STUDY MATERIAL:

----------------

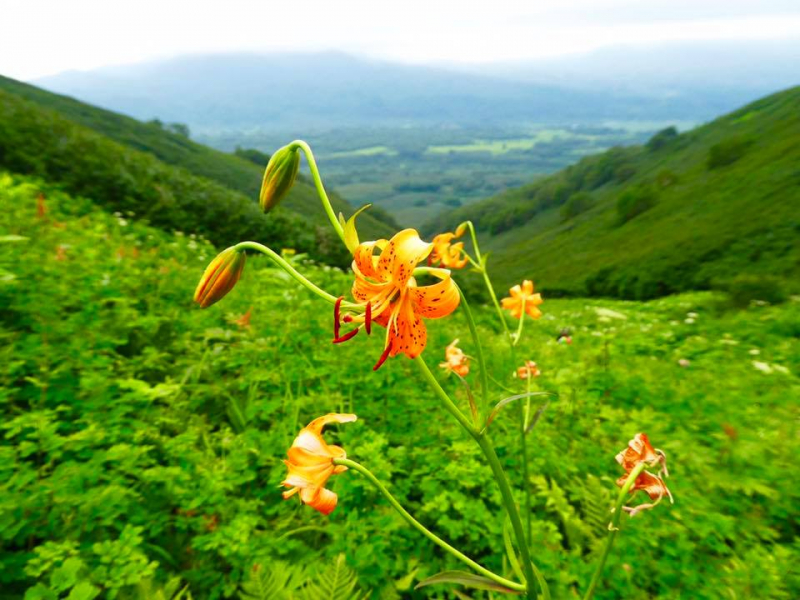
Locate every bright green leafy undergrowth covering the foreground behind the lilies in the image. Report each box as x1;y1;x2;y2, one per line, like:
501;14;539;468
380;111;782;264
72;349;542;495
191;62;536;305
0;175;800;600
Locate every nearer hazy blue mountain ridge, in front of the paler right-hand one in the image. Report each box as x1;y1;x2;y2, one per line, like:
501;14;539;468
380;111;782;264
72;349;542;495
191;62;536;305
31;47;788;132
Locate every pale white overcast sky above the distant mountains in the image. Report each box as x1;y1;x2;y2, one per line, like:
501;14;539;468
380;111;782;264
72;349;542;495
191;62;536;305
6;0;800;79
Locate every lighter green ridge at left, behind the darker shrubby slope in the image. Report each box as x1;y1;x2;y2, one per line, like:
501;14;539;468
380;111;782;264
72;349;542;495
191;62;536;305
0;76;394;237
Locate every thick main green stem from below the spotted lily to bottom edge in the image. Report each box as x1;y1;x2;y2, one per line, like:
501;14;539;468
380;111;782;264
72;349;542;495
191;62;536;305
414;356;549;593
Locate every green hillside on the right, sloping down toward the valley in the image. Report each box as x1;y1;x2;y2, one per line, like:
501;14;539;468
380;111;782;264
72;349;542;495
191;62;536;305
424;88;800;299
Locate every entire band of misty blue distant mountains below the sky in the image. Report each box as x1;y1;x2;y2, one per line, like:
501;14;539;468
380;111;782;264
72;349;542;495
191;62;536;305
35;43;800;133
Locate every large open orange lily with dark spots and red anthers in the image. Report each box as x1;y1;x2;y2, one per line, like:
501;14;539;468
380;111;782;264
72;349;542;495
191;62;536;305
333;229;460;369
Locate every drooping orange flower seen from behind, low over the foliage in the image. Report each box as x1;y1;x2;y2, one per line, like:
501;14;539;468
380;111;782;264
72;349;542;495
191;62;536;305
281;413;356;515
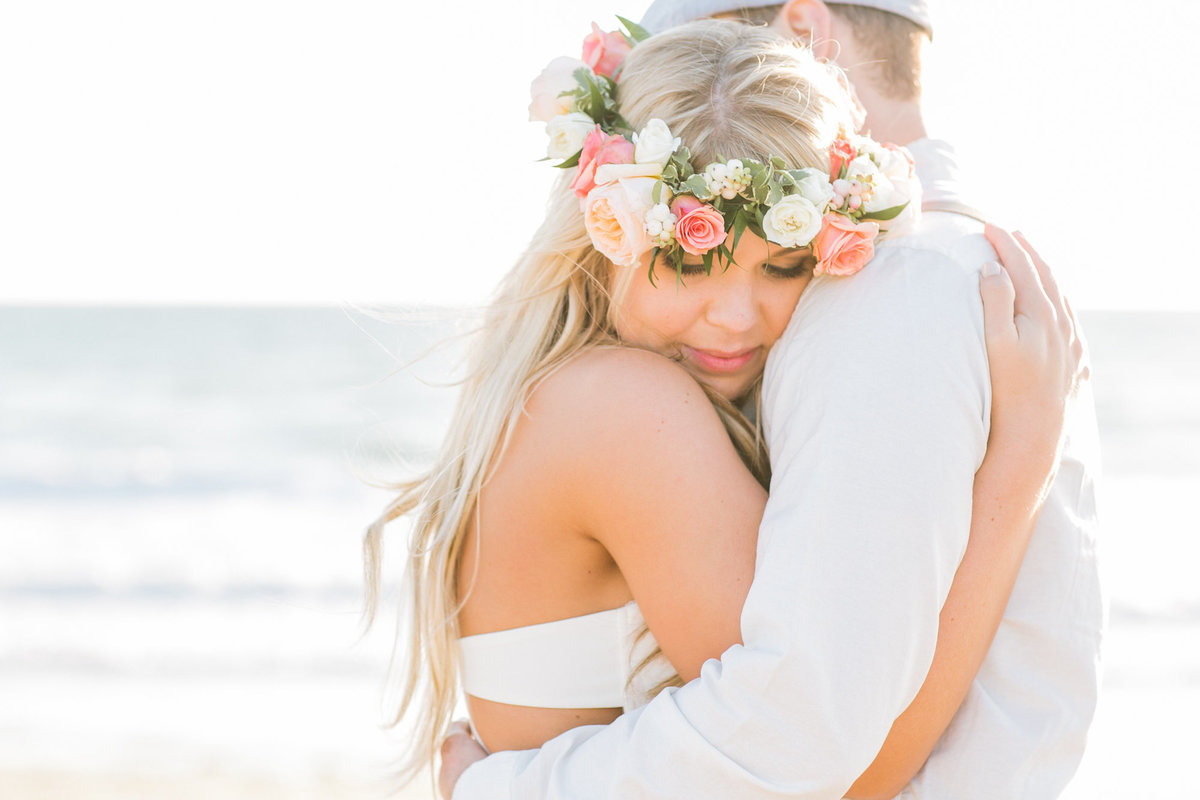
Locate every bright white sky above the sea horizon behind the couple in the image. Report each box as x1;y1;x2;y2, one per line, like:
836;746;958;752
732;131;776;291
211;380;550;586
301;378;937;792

----------------

YOUR OBJECTIVE: Would you set down each line of the listing above exactly, apart from the pictures?

OUTPUT FOR THIS EXERCISE:
Locate every bright green leafy undergrowth covering the foreground behind the lilies in the image. Report each box as x1;y1;x2;y2, one per line, like:
501;14;539;468
380;111;782;264
72;349;542;495
191;62;536;305
0;175;800;600
Locate every nearer hazy blue mountain ridge, in front of the paler right-hand one in the image. Report each box as x1;y1;x2;y2, one per line, like:
501;14;539;468
380;111;782;264
72;349;542;495
191;62;536;305
31;47;788;132
Locate every pale white overcast sky above the distant mountains in the image. Report each box as x1;y1;x2;y2, one per line, like:
501;14;539;468
380;111;782;264
72;349;542;495
191;62;536;305
6;0;800;79
Locate every lighter green ridge at left, behind the darker shrubby slope in the image. Report each box as x1;y1;x2;y2, one per line, like:
501;14;539;468
380;111;782;264
72;349;542;495
191;62;536;305
0;76;394;237
Locate every thick main green stem from below the spotted lily to bottom edge in the image. Report each box as x1;y1;x2;y2, one per line, like:
501;14;539;468
380;111;782;264
72;349;542;495
191;62;536;305
414;356;549;593
Locate every green hillside on the right, sloping down toward the valley in the image. Report each box as x1;y1;x2;y2, one per line, like:
501;14;539;468
380;111;782;264
72;349;542;495
191;62;536;305
424;88;800;299
Locate every entire band of misty blue distant mountains below the sky in the image. Report each box as x1;y1;x2;y2, one per line, like:
501;14;539;468
380;111;782;264
72;349;542;495
191;62;536;305
35;43;800;133
Locate every large open orange lily with dark spots and red anthers in the image. Report each box as x1;y1;x2;y2, one per line, like:
501;14;539;468
380;111;782;264
72;349;542;495
191;62;536;305
333;229;460;369
Locate every drooping orange flower seen from behind, low over the foliage in the image. Report each box as x1;y1;x2;y2, one per line, like:
501;14;539;468
380;111;782;264
72;349;542;495
191;62;536;305
281;413;356;515
Locate every bright white sky above the sea horizon behind the couple in the image. Report each box as x1;y1;x2;y2, one per line, like:
836;746;958;752
732;131;776;291
211;380;550;586
301;378;937;792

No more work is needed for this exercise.